INFORMATION SUPPLIED>
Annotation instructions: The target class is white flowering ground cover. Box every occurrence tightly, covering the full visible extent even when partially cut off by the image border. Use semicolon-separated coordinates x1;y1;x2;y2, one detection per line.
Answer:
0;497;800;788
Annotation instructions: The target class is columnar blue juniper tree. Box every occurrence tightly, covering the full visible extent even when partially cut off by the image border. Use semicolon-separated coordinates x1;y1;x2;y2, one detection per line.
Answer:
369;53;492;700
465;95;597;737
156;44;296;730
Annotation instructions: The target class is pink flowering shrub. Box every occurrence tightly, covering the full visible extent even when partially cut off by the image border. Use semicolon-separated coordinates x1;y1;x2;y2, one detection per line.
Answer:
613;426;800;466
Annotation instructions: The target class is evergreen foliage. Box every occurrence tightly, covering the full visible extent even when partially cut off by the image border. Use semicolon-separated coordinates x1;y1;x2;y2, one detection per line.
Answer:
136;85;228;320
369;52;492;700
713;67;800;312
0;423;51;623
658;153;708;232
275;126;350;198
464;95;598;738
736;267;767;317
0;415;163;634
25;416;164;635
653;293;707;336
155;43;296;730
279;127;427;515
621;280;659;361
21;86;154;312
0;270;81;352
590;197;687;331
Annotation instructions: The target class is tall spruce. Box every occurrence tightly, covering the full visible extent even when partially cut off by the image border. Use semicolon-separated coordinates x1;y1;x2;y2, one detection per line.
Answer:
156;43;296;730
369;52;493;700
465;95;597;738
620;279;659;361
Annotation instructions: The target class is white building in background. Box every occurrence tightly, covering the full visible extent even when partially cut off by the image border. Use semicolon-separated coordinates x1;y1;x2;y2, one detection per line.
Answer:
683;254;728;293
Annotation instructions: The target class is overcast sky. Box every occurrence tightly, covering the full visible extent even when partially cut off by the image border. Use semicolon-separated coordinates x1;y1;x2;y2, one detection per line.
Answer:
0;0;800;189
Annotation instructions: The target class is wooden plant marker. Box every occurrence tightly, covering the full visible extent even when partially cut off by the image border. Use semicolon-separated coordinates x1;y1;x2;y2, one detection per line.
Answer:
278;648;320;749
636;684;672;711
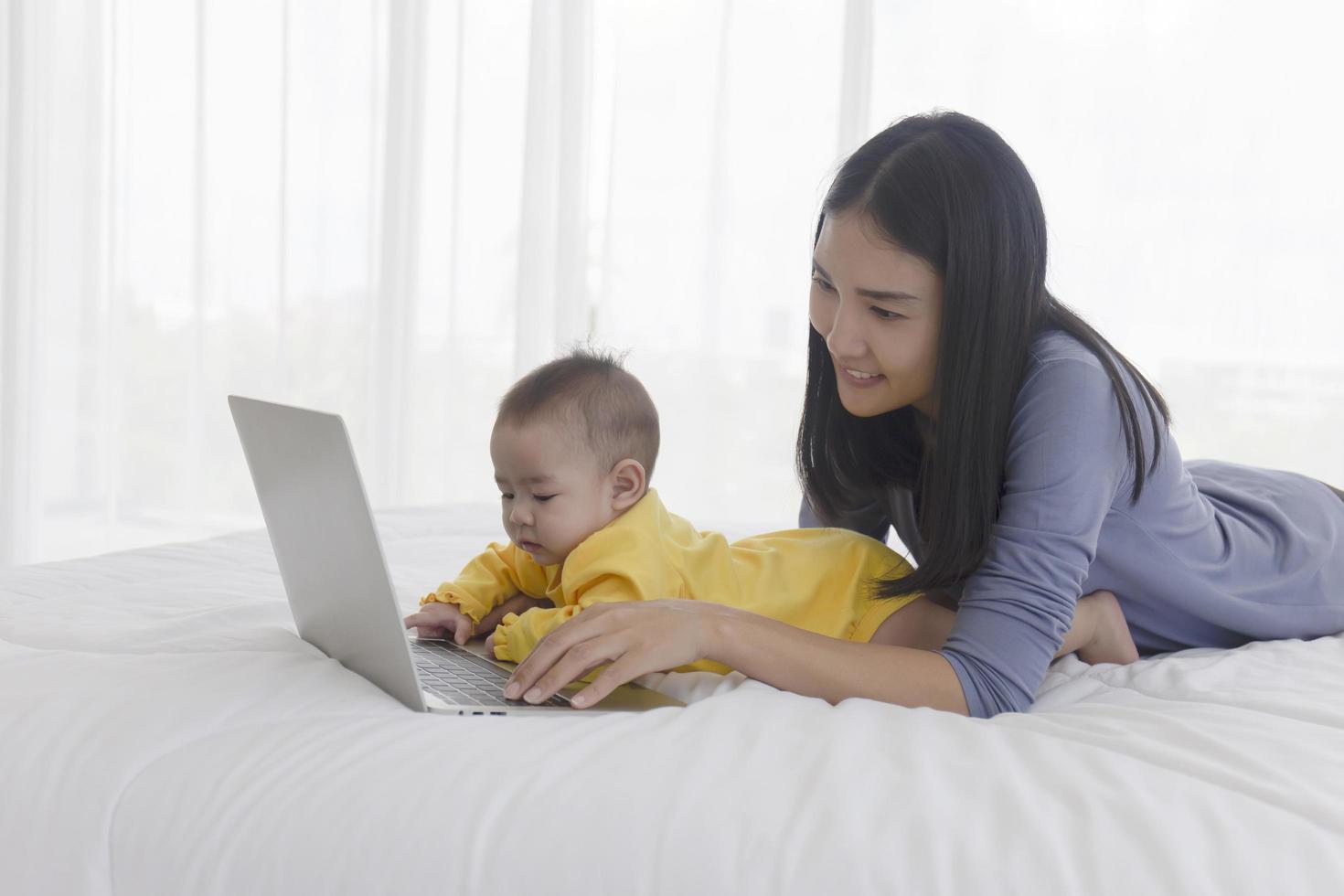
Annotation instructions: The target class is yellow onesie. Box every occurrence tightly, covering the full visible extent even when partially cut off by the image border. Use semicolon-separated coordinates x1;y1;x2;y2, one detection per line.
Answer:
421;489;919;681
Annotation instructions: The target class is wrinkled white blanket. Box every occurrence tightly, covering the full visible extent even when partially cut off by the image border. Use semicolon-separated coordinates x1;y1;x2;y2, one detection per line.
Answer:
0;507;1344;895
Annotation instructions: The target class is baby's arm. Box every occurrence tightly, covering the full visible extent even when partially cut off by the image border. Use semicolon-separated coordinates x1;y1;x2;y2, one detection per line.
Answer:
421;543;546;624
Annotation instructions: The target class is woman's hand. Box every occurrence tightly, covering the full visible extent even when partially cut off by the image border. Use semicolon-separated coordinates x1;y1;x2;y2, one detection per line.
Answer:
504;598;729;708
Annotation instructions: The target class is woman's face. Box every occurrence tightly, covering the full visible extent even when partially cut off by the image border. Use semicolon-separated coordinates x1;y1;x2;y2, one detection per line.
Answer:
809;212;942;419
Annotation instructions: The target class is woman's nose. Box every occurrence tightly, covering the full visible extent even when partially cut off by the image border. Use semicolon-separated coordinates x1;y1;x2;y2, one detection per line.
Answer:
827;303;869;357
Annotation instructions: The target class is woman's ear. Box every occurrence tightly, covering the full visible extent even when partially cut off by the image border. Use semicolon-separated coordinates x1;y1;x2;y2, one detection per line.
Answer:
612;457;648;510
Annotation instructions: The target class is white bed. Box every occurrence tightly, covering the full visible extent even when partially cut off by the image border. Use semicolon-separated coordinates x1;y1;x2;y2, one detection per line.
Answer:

--

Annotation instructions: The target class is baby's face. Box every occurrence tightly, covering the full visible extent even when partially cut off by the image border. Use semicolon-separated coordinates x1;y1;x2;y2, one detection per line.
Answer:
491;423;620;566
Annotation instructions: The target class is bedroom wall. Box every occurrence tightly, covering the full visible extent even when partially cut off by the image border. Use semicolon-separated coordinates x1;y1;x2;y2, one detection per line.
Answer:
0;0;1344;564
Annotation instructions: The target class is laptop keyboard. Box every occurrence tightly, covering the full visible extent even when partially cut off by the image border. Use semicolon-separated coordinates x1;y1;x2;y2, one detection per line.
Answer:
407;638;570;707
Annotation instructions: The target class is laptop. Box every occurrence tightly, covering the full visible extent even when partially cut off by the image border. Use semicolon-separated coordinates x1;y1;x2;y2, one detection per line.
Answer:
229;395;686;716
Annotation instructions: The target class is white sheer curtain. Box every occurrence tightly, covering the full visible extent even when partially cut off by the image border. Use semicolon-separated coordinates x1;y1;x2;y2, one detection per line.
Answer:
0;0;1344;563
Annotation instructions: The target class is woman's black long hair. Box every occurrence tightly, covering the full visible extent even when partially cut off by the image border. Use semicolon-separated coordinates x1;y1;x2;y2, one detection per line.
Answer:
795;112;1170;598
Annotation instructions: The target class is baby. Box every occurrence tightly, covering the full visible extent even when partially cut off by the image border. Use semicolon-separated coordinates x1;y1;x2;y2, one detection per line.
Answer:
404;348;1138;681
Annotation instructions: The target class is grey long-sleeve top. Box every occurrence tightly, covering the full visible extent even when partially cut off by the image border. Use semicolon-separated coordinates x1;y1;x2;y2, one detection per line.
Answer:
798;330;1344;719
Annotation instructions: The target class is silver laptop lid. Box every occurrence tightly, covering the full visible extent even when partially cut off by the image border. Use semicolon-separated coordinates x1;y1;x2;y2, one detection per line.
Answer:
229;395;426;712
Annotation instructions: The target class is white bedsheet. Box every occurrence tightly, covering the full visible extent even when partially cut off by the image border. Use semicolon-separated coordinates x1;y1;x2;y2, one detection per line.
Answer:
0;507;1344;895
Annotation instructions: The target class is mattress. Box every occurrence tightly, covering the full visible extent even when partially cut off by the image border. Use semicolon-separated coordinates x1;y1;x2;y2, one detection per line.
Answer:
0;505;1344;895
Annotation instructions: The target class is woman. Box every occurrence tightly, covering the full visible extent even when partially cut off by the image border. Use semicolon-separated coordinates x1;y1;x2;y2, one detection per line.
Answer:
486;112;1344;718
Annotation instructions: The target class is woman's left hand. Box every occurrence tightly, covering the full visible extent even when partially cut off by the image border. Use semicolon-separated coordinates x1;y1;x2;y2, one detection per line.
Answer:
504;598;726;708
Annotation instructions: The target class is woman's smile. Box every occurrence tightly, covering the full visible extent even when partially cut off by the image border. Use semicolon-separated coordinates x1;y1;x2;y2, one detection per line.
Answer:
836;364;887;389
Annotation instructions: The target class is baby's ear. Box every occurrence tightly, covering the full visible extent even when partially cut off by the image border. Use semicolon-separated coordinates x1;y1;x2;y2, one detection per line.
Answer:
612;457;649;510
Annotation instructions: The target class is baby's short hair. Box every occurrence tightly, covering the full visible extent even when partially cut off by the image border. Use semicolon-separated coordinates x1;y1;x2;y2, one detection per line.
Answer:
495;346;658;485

* * *

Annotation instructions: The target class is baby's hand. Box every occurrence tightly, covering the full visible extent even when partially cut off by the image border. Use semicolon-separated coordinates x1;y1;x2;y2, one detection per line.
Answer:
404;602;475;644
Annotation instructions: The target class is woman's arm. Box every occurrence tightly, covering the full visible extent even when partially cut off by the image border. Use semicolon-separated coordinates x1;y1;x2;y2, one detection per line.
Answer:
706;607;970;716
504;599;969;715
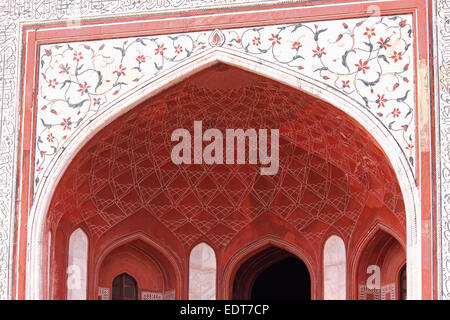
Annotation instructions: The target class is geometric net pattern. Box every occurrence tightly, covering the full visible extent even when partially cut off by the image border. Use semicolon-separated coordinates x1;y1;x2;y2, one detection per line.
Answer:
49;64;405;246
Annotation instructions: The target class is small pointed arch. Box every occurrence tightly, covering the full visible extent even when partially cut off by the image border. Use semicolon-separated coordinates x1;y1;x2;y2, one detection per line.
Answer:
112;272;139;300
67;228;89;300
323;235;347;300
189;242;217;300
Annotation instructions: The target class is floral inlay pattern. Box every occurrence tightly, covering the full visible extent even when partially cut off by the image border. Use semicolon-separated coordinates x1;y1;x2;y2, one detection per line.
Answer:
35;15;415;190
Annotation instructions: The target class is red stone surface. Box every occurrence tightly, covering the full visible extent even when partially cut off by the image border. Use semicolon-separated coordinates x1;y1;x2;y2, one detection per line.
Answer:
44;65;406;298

DIRECTION>
Express the material as a JSON list of strings, one string per line with blank lines omitted, beginning at the line that contains "Annotation instructions: The target class is wrinkled" and stopping after the line that contains "504;598;729;708".

WRITTEN SOLUTION>
[
  "Annotation instructions: The target class is wrinkled white blanket. Box every occurrence tightly, covering the full visible extent even when partially cut off by the image border. Use semicolon-separated coordinates x1;y1;x2;y2, one detection per line.",
  "Answer:",
  "0;507;1344;895",
  "Annotation instructions: The target class is baby's arm. Box every occurrence tightly, covering the full visible extent even when partially cut off by the image border. Use semicolon-separated coordinates x1;y1;x2;y2, one detection per line.",
  "Answer:",
  "421;543;546;624",
  "Annotation instructions: The target class is woman's hand. Box every occurrence tightly, covering the full visible extent even when partially cut off by the image border. Use semicolon-separated coordinates x1;y1;x2;y2, one detection per line.",
  "Answer:",
  "504;598;729;708"
]